** begin Extracted material **

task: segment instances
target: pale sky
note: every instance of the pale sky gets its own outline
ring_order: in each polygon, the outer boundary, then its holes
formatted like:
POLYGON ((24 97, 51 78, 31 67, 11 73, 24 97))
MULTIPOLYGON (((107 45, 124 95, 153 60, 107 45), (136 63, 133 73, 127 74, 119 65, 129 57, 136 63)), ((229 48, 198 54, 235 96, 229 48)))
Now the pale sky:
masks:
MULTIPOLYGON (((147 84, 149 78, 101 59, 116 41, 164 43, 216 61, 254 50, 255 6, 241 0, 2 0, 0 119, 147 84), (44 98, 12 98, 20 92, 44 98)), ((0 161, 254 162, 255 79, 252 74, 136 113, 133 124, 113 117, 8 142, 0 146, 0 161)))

** end Extracted material **

Convert the rows above into a Markdown table with two columns, Line and Text. Give each non-blank line its sequential number under Line and the line itself under Text, omitting blank lines.

| Line | Text |
|---|---|
| 1 | task: segment instances |
| 2 | target: pale sky |
| 3 | note: every instance of the pale sky gets its own outline |
| 4 | ring_order: in each polygon, the outer boundary, then its holes |
| 5 | formatted like: |
| 6 | POLYGON ((24 97, 51 78, 31 67, 11 73, 24 97)) |
| 7 | MULTIPOLYGON (((107 45, 124 95, 153 60, 107 45), (136 63, 133 73, 127 74, 119 65, 129 57, 136 63)), ((229 48, 198 54, 235 96, 229 48))) |
| 8 | Now the pale sky: |
| 9 | masks: |
| 10 | MULTIPOLYGON (((147 84, 149 78, 101 59, 116 41, 164 43, 216 61, 254 50, 255 6, 241 0, 2 0, 0 119, 147 84), (44 98, 12 98, 20 92, 44 98)), ((0 161, 254 162, 255 79, 252 74, 136 113, 133 124, 113 117, 8 142, 0 146, 0 161))) |